### [Stated problem]
Gather every line in the entries below that contains the word "pampas", and copy each one.

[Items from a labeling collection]

*-*-*

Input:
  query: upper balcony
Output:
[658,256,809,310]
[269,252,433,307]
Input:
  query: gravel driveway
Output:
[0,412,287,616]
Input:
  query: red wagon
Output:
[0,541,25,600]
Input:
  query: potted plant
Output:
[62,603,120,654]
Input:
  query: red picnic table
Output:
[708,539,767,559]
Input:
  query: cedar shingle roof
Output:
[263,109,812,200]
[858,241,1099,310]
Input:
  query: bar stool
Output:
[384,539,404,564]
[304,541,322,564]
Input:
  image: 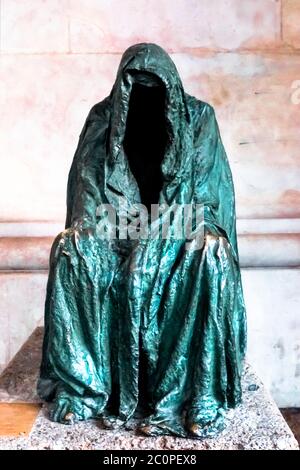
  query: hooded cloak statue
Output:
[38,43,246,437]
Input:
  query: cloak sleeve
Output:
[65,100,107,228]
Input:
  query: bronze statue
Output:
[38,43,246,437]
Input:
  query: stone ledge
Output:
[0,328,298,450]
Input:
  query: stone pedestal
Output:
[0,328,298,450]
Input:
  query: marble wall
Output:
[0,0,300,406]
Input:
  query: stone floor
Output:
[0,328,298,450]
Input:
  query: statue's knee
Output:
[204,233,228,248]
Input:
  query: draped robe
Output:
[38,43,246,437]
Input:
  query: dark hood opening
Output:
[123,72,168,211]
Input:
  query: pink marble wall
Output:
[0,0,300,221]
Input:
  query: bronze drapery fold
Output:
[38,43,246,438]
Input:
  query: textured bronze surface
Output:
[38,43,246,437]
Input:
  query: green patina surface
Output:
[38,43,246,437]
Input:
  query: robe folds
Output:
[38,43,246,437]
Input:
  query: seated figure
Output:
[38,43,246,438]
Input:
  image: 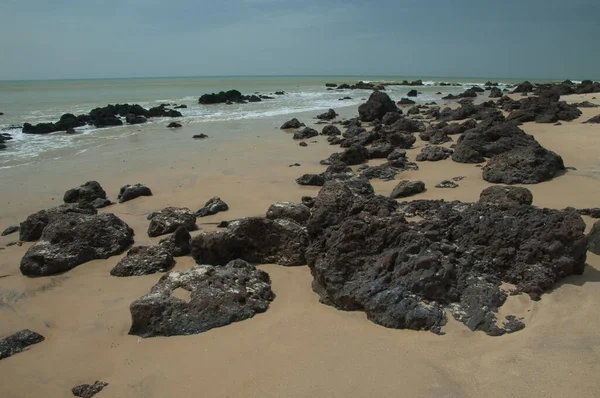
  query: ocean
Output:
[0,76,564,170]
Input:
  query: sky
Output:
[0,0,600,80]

*-*-*

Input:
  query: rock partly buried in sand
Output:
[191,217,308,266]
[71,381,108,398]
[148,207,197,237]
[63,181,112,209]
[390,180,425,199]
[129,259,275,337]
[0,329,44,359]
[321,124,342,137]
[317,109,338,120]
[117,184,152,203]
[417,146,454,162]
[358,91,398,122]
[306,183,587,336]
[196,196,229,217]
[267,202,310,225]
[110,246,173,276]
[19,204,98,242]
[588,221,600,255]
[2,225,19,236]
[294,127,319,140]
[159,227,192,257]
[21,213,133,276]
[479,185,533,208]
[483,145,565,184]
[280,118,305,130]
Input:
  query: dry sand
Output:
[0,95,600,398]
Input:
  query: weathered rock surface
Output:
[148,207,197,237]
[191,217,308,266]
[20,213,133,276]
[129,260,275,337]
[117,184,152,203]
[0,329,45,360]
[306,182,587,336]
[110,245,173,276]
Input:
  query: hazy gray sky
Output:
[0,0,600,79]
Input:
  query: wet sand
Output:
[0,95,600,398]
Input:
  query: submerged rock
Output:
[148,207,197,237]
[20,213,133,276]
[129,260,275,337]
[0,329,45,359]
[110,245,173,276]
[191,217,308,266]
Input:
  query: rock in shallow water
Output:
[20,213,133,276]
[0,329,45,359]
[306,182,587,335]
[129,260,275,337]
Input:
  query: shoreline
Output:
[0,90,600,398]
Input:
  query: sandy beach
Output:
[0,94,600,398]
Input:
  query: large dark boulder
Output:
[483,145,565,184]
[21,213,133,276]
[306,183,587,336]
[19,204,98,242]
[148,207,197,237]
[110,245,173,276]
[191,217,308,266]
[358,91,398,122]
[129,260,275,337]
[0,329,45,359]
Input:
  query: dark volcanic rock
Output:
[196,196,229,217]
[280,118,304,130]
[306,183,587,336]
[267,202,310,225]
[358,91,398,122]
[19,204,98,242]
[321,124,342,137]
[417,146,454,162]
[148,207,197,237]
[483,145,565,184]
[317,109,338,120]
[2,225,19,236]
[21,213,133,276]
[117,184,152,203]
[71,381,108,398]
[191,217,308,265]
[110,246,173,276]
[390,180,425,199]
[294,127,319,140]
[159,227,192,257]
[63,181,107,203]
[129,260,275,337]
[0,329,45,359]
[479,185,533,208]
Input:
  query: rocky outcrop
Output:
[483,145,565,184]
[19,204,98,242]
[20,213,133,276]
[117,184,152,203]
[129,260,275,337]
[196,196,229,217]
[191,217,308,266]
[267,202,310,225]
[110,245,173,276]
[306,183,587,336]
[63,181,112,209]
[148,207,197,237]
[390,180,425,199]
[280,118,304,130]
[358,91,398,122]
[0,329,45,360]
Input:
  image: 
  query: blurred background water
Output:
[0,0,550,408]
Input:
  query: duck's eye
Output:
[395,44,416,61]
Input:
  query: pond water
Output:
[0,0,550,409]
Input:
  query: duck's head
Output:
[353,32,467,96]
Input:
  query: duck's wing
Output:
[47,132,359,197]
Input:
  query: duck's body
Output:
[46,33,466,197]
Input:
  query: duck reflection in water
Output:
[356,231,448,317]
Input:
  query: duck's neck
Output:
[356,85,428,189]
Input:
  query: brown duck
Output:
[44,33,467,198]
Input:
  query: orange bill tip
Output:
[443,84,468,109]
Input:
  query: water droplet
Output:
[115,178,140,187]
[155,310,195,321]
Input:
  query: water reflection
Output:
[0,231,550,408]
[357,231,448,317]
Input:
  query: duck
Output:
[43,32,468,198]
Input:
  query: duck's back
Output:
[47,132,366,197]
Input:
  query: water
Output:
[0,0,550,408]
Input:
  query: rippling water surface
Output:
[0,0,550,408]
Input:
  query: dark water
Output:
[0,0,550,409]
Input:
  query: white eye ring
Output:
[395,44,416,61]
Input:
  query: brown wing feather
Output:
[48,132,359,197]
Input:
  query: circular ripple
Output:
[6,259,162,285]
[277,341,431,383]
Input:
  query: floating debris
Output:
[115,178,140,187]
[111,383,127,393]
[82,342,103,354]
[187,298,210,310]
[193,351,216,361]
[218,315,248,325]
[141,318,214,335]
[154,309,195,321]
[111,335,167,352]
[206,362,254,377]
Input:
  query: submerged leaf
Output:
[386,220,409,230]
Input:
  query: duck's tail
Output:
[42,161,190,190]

*-*-*

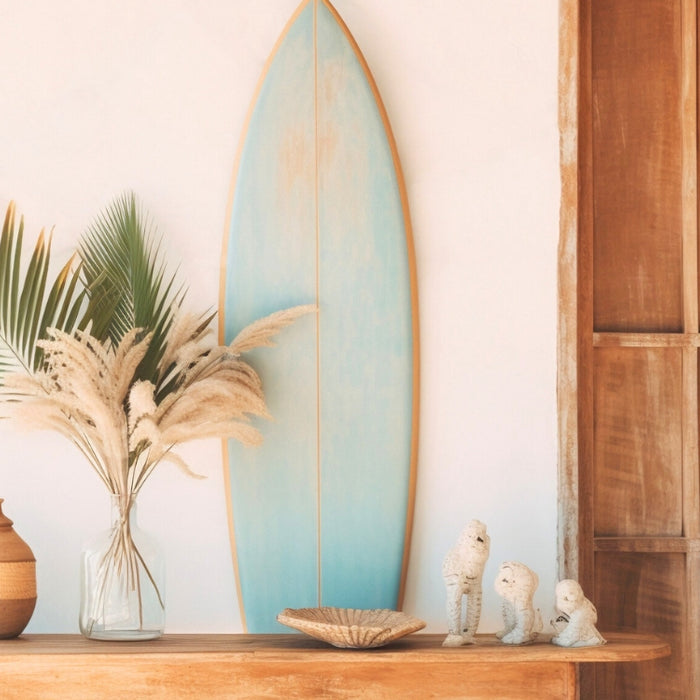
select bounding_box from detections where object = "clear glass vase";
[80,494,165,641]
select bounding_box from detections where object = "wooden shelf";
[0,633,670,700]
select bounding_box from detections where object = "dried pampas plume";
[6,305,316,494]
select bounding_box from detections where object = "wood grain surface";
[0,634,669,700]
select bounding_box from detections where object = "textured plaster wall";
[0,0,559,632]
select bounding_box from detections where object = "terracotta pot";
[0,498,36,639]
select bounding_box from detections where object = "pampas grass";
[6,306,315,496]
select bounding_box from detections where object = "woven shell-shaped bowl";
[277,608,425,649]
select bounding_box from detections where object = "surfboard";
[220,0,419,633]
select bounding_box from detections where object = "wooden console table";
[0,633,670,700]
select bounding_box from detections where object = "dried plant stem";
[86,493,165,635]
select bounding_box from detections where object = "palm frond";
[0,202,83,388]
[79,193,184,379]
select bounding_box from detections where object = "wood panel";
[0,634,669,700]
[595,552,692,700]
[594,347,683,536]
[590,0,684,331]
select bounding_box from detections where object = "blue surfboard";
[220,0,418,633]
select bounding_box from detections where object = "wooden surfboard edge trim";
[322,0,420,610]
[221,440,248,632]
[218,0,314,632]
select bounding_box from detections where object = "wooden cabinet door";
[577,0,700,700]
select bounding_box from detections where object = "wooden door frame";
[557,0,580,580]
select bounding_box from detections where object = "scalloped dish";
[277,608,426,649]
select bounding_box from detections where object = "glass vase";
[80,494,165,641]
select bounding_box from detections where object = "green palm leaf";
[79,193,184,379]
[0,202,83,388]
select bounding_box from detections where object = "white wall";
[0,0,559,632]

*-*-*

### [Correct result]
select bounding_box from detections where object = "dried pampas plume";
select bounding_box from detections where object = "pampas grass";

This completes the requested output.